- ARTICLE:
___

Serving an ECS service via both ALB and NLB


Intro

One of our clients has a firewall that allows whitelisting only IPv4 (no hostnames). For that reason, our API has to be accessible via list of static ip address. The service itself is a classic ECS service. Each container is a member of a target group. That target group is assigned to an ALB. When using Application Load Balancer, the hostname is given. Hostname is static and doesn’t change over time. But we have no control over to which IPv4s it gets resolved. The challange here is: “How to identify the service via a list of static IP addresses?” This problem is tackled by AWS on this blog post, but there is a fine print here. The ALB itself has to be internal one - which is the opposite what we are running.

Architecture

Outline:

  • Create a nginx PROXY based on ecs and nginx docker container.
  • API can be accessed via ALB with all its advantages.
  • Created NLB exposes created Elastic IPs (public).
  • NLB passes traffic to the target group, which points to ECS service that runs nginx proxy.
  • Nginx server uses PROXY_PASS derective to pass traffic to public ALB.

architecture

Code

All code for this post is here

Docker image

This is the core that we can test on localhost.

___

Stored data
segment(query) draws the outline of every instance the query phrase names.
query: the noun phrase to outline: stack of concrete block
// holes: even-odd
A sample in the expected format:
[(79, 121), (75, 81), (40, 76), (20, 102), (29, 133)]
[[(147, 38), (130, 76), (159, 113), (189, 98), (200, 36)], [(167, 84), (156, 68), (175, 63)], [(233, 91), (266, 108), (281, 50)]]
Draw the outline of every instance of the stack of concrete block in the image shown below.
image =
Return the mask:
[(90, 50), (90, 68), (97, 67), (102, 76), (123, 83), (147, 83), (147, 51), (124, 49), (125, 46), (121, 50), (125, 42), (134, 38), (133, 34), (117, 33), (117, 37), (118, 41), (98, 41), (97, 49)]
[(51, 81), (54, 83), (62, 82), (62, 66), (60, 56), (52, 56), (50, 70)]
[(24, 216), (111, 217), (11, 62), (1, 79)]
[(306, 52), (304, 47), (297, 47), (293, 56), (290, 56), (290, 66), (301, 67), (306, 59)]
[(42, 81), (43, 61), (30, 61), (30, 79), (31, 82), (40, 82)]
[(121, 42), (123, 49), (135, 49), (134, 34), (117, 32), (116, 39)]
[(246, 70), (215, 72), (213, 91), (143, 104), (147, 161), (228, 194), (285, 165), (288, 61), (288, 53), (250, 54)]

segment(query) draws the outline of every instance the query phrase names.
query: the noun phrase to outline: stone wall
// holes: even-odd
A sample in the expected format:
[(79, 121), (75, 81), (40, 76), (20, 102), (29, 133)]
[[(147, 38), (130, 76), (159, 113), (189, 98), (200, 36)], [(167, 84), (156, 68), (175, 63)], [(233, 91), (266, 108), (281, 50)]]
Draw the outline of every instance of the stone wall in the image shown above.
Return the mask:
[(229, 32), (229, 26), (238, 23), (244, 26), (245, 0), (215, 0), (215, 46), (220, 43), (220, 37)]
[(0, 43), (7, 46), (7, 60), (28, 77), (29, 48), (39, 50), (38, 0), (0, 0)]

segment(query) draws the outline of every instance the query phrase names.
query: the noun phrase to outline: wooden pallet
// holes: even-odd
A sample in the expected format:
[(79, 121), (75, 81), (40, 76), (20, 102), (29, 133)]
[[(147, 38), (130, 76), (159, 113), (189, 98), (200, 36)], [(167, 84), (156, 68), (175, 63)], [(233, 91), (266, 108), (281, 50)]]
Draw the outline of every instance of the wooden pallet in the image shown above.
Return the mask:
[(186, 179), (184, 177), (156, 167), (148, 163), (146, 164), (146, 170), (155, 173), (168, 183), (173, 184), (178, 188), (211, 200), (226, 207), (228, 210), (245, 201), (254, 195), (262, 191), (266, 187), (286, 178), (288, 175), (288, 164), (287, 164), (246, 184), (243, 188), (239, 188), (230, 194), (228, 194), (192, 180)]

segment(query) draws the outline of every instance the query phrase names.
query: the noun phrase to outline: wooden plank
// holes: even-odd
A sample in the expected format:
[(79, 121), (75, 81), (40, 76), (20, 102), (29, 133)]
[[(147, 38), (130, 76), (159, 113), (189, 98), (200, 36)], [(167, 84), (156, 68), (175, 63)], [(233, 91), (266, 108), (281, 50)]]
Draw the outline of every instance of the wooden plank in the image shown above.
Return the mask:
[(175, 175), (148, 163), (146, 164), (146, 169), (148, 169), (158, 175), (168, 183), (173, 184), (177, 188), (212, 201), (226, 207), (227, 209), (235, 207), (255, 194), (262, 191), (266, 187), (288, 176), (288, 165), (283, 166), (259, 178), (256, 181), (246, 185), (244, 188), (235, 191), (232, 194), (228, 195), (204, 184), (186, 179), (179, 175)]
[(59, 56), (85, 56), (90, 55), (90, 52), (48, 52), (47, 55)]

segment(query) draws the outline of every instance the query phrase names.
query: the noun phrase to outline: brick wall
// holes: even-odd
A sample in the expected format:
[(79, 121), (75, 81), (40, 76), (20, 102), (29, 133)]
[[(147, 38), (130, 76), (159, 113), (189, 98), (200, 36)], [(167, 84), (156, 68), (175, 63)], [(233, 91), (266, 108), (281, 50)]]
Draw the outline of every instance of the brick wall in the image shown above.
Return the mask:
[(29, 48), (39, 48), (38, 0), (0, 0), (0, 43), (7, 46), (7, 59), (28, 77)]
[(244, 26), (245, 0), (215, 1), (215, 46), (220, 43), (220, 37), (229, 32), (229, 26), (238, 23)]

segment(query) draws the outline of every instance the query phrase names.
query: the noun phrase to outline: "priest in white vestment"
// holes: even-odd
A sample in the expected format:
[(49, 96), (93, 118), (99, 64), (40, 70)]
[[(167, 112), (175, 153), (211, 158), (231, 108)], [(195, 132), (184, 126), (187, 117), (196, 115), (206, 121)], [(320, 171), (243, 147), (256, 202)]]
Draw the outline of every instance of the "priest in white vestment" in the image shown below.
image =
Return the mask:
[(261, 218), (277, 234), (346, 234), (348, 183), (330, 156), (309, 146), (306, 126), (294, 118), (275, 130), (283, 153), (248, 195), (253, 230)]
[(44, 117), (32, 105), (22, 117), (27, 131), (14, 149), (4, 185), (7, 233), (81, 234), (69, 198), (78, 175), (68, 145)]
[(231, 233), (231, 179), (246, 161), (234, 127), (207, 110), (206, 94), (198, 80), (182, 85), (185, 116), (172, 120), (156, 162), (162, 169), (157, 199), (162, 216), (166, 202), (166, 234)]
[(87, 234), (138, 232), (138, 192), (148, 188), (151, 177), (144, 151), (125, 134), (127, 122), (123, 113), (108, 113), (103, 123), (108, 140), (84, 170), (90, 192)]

___

- EXERCISE REQUIREMENTS:
1. In the article on serving an ECS service through both an ALB and an NLB, what kind of address does the client's firewall allow to be whitelisted?
2. Write the next part of the article on serving an ECS service through both an ALB and an NLB, picking up after its final sentence.

- ANSWERS BELOW:
1. Only IPv4 addresses, not hostnames.

2.
To do this, go to this folder on your machine and run the docker-compose up. The expected output is:

nginx-proxy-forwarder_1  | Requests will be forwarder to: google.com
nginx-proxy-forwarder_1  | Config:
nginx-proxy-forwarder_1  | *******************************
nginx-proxy-forwarder_1  | server {
nginx-proxy-forwarder_1  |     error_log /dev/stdout debug;
nginx-proxy-forwarder_1  |     listen 8080;
nginx-proxy-forwarder_1  |     location / {
nginx-proxy-forwarder_1  |         proxy_pass https://google.com;
nginx-proxy-forwarder_1  |     }
nginx-proxy-forwarder_1  | }
nginx-proxy-forwarder_1  | *******************************

The container points to google.com, try it:

$ curl -I localhost:9003
HTTP/1.1 301 Moved Permanently
Server: nginx/1.14.2
Date: Sun, 19 May 2019 20:46:00 GMT
Content-Type: text/html; charset=UTF-8
Content-Length: 220
Connection: keep-alive
Location: https://www.google.com/
Expires: Tue, 18 Jun 2019 20:46:00 GMT
Cache-Control: public, max-age=2592000
X-XSS-Protection: 0
X-Frame-Options: SAMEORIGIN
Alt-Svc: quic=":443"; ma=2592000; v="46,44,43,39"

Expected logs:

 172.28.0.1 - - [19/May/2019:20:46:00 +0000] "HEAD / HTTP/1.1" 301 0 "-" "curl/7.54.0" "-"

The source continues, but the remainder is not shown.